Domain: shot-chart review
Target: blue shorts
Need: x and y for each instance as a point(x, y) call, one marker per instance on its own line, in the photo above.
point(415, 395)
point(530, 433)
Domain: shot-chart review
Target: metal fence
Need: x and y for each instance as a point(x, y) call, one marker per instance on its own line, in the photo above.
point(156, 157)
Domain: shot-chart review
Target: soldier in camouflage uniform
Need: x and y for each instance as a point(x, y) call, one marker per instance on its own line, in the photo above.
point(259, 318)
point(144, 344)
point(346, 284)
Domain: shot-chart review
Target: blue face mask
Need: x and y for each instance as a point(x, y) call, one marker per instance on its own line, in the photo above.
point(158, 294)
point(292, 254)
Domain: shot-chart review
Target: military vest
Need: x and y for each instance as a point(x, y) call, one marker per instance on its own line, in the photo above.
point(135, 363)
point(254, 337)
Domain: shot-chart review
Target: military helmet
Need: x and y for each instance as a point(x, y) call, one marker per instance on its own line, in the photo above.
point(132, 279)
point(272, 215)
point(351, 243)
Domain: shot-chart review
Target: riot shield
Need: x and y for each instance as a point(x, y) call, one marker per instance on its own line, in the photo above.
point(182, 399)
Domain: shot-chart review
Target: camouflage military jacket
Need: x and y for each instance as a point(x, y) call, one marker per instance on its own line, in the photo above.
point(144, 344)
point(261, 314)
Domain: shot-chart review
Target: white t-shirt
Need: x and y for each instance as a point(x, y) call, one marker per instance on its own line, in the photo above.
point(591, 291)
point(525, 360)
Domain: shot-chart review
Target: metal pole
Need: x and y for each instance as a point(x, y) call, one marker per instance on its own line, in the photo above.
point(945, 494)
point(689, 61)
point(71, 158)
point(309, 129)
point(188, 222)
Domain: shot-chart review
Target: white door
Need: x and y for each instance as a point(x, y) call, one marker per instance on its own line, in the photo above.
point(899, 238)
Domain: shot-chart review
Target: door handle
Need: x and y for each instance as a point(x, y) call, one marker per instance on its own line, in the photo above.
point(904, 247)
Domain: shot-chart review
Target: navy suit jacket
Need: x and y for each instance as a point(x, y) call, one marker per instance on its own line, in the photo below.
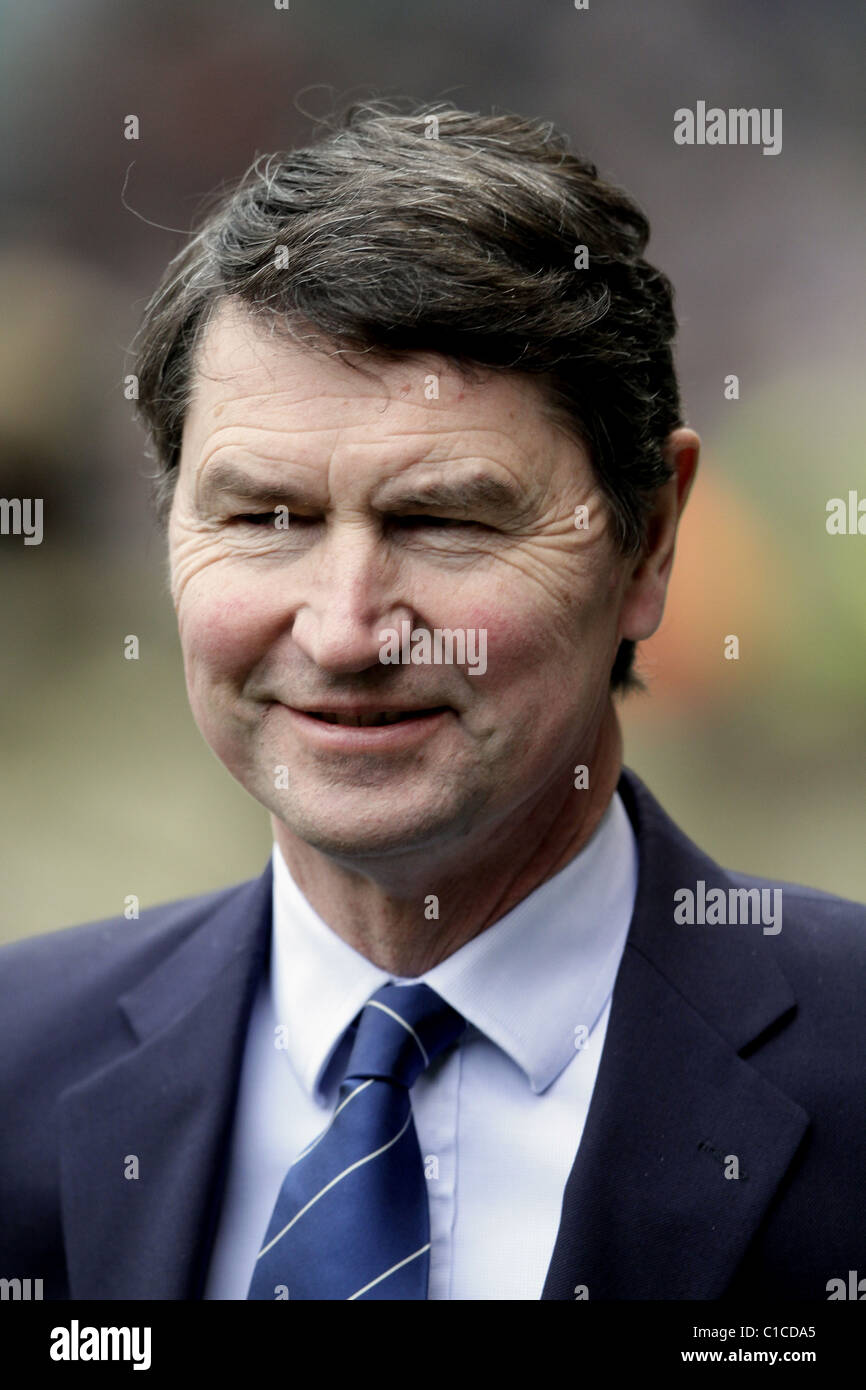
point(125, 1039)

_ _ _ _

Extract the full listing exactly, with the pictures left out.

Domain: shot-chart review
Target: blue shorts
Need: x and y for each instance as a point(x, y) call, one marker per instance on its own line, in the photo above.
point(415, 395)
point(530, 433)
Domain: shot-chart review
Target: metal fence
Need: x and y for each instance as a point(x, y) call, one marker per instance on its own line, in the photo above.
point(156, 157)
Domain: shot-chart review
Target: soldier in camouflage uniform
Need: x and y for each instance as a point(x, y) call, one marker per instance on its own line, in the photo above.
point(259, 318)
point(144, 344)
point(346, 284)
Domain: shot-chart review
Target: blue face mask
Need: x and y for each instance as a point(x, y) call, one marker per instance on its own line, in the photo above.
point(158, 294)
point(292, 254)
Domain: shot-chart review
Target: military vest
Need: x and y for each instance as a point(x, y) call, one marker per instance on its own line, in the photo above.
point(135, 363)
point(254, 337)
Domain: shot-chart review
Target: military helmet
Need: x and y for each instance as a point(x, y) call, one marker per instance on its own line, in the photo above.
point(132, 279)
point(272, 215)
point(351, 243)
Domain: shot-chart review
Target: riot shield
Need: x and y for each instance as a point(x, y) call, one marker per instance on its own line, in the photo above.
point(182, 399)
Domain: shot-chart review
Target: camouflage military jacket
Need: x and y for each instance as a point(x, y) call, one marker per instance on its own line, in the photo above.
point(144, 344)
point(261, 314)
Domain: shot-chart review
Target: white t-shirt
Need: x and y for each instance as a point(x, y) call, one marker per instance on its own line, in the photo above.
point(591, 291)
point(525, 360)
Domain: shot-chart review
Target: metal pole
Need: x and y for each instance as a point(x, y) call, one marker per instance on its own line, in the photo above.
point(945, 494)
point(689, 61)
point(71, 158)
point(309, 129)
point(188, 222)
Domain: shot-chart review
Target: white door
Need: x and y for each instance as a point(x, y) call, one marker per instance on its own line, in the photo above.
point(899, 238)
Domain: shot-chart review
Target: door handle
Need: x and y for each instance as a point(x, y) call, one marker per instance on its own line, in the photo above.
point(904, 247)
Domain: shot-chart review
Target: navy suit jacket
Need: x and y for each instance as a point(x, y) call, one marker per instance on its own line, in the photo below.
point(125, 1039)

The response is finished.